* _Problem details_: Rewrite the rows from the line containing "Find car windshield in the photo above." through the line containing "[686,342,744,366]" as a JSON list of strings, one string per line, omitting blank lines.

* _Records for processing_:
▼
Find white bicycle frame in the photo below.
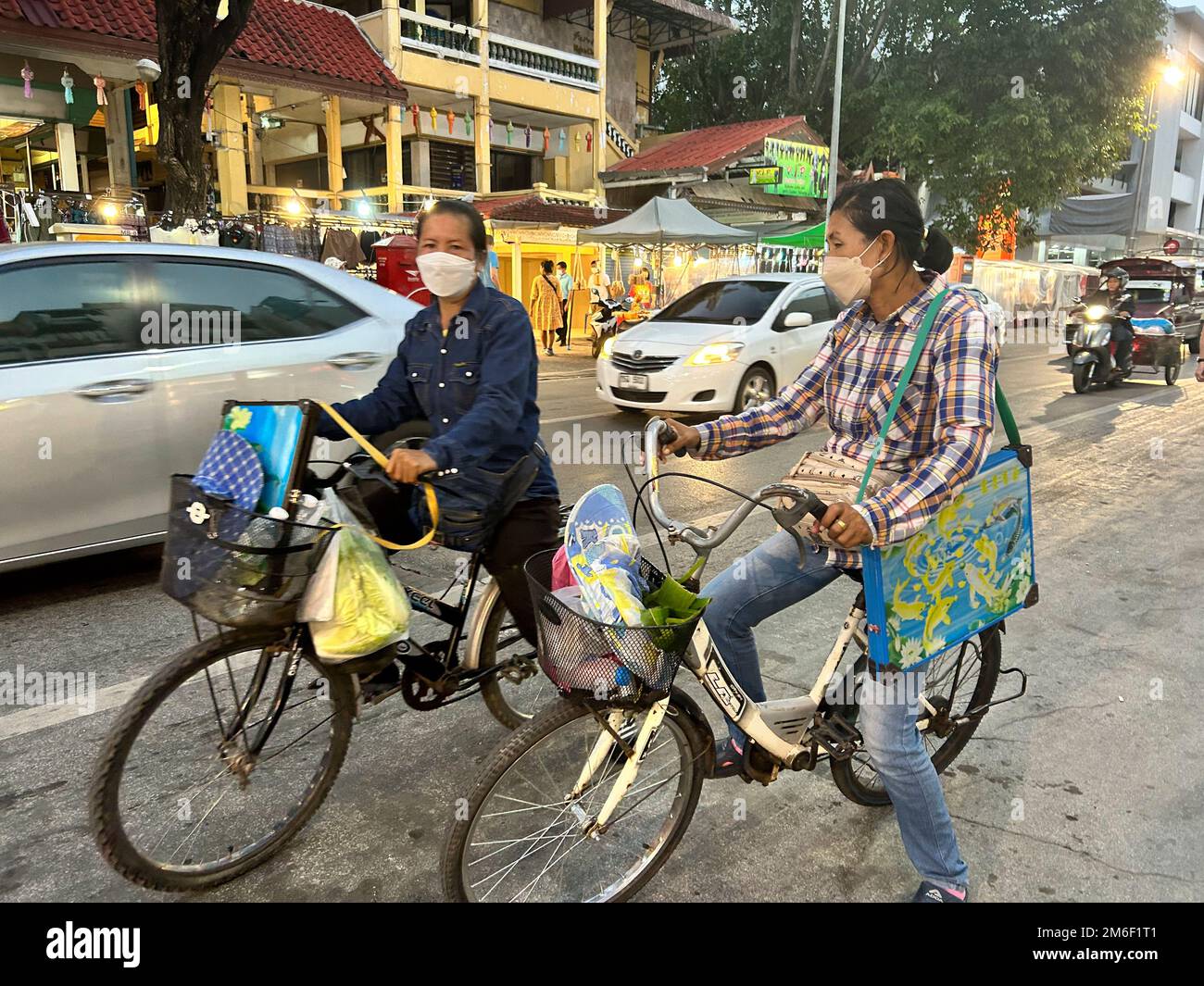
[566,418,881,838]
▲
▼
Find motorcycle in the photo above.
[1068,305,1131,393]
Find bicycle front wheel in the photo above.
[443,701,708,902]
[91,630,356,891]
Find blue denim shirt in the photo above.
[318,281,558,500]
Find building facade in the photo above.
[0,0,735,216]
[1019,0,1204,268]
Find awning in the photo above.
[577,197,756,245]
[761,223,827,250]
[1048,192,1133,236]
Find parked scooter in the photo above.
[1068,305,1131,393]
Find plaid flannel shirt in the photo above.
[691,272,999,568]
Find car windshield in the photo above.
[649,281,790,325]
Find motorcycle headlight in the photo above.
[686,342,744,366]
▲
* _Written solution_:
[
  "Find car windshield in the photo above.",
  "[649,281,790,325]",
  "Find motorcycle headlight in the photo above.",
  "[686,342,744,366]"
]